= Bacaan untuk Ditelaah =
29 Perempuan Diduga Jadi Korban "Pengantin Pesanan"
›
29 Perempuan Diduga Jadi...
Iklan
29 Perempuan Diduga Jadi Korban "Pengantin Pesanan"
Serikat Buruh Migran Indonesia bersama Lembaga Bantuan Hukum Jakarta mengungkap dugaan tindak pidana perdagangan orang ke China dengan modus pengantin pesanan. Total ada 29 perempuan yang menjadi korban. Mayoritas masih di China.
Oleh
PRADIPTA PANDU
·3 menit baca
JAKARTA, KOMPAS – Serikat Buruh Migran Indonesia bersama Lembaga Bantuan Hukum Jakarta mengungkap dugaan tindak pidana perdagangan orang ke China dengan modus pengantin pesanan. Total ada 29 perempuan yang menjadi korban. Tiga diantaranya berhasil dipulangkan ke Tanah Air sedangkan lainnya masih berada di China. Polisi diminta untuk mengusut kasus tersebut.

= Latihan =
Menurut berita tentang pengantin pesanan di atas, berapa perempuan yang sudah berhasil dipulangkan ke Tanah Air?

= Data Terkumpul =
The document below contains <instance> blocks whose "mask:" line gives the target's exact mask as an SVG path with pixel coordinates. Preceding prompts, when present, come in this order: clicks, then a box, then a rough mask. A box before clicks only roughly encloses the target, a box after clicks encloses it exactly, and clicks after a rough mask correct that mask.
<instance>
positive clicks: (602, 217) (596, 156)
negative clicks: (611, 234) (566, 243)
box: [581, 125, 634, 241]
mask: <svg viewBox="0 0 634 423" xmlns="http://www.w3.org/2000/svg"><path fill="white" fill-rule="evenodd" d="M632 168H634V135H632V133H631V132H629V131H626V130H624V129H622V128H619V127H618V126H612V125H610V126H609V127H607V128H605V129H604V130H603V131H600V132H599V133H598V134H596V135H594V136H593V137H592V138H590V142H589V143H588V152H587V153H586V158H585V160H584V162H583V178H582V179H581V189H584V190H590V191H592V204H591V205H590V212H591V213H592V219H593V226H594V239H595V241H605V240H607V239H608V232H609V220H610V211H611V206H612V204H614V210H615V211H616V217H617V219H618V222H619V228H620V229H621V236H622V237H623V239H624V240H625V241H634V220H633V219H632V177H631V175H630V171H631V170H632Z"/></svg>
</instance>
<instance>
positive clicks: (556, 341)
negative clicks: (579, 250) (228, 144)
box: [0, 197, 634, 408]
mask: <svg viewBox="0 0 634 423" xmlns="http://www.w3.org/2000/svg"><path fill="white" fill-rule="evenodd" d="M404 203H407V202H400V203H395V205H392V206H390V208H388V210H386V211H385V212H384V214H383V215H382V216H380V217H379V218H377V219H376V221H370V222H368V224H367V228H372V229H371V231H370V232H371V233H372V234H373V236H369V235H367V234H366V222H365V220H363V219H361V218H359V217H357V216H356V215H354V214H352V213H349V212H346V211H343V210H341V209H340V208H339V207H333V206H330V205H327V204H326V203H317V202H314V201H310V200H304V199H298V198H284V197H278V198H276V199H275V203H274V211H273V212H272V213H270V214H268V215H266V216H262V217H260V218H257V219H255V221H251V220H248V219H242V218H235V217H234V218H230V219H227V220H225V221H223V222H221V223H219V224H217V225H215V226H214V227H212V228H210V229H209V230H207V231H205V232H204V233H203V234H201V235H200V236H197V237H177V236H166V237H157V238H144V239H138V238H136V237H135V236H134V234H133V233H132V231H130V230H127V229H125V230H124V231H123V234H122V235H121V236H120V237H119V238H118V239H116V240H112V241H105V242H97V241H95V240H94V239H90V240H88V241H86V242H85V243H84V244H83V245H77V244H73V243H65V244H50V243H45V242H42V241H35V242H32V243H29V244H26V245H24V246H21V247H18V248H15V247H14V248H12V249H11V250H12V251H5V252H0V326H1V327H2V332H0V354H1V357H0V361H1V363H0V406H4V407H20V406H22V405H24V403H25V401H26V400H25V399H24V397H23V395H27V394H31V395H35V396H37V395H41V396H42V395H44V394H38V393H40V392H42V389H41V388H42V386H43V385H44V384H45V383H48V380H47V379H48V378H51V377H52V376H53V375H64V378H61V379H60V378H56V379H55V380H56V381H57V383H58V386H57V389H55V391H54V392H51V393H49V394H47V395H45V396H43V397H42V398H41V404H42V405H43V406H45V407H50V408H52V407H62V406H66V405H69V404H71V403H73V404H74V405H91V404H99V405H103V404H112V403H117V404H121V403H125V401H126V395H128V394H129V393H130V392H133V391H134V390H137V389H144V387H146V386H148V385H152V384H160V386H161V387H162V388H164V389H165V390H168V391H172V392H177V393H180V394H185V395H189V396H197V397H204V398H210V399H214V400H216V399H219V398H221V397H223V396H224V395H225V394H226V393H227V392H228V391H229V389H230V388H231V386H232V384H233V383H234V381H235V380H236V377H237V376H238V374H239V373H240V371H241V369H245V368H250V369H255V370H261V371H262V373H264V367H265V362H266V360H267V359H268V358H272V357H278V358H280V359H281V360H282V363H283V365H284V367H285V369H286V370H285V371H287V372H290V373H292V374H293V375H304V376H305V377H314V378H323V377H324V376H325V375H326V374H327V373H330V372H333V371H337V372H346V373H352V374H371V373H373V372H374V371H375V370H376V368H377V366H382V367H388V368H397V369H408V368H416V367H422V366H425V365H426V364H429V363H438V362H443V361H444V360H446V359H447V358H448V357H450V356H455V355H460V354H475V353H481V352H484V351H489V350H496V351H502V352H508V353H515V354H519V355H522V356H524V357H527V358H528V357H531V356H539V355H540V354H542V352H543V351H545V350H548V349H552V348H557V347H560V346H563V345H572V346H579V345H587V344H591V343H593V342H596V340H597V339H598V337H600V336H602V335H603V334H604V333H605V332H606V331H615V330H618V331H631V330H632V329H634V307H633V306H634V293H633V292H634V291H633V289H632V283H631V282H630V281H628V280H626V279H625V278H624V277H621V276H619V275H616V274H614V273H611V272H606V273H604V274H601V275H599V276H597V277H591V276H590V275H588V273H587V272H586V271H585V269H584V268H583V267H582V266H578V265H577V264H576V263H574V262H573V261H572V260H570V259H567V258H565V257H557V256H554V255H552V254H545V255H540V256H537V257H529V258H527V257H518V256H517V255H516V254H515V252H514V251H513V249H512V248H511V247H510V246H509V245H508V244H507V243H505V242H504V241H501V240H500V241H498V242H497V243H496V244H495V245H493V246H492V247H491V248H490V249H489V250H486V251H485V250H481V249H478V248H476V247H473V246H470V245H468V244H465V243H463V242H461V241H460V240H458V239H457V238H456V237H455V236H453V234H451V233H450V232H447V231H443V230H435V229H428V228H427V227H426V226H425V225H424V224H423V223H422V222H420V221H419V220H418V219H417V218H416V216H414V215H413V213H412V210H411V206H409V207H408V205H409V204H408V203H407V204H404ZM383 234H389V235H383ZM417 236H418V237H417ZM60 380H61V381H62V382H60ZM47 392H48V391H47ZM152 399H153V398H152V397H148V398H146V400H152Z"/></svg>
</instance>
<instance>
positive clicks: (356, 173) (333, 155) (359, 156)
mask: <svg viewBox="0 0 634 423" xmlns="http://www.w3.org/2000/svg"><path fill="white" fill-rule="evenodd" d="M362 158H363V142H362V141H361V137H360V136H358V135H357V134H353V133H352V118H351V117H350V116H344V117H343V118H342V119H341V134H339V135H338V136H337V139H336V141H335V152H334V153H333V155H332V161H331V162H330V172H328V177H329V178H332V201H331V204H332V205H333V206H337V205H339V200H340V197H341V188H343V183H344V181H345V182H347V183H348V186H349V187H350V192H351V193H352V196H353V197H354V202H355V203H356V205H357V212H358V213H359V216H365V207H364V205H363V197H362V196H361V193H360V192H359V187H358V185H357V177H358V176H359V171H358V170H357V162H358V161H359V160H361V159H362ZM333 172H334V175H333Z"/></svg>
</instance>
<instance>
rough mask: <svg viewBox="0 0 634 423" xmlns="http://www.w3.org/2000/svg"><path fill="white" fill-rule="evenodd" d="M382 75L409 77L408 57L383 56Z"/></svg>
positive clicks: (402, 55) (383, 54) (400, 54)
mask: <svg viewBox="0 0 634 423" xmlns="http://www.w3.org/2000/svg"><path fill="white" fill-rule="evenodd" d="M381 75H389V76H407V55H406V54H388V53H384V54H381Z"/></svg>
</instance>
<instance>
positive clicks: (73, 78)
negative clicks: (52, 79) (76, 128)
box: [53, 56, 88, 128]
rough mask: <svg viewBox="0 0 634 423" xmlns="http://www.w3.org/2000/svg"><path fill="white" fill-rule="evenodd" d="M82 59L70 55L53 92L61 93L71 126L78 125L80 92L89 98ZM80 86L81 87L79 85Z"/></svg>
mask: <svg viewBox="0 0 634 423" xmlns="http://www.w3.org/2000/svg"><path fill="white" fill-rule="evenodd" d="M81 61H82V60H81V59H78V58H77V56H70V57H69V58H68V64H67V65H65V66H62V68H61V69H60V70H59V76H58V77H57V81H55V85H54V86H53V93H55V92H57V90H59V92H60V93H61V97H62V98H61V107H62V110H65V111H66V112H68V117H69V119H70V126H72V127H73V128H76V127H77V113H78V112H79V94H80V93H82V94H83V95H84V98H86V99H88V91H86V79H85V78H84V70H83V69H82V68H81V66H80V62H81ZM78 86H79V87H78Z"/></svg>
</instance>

= Latihan Selesai =
Tiga perempuan.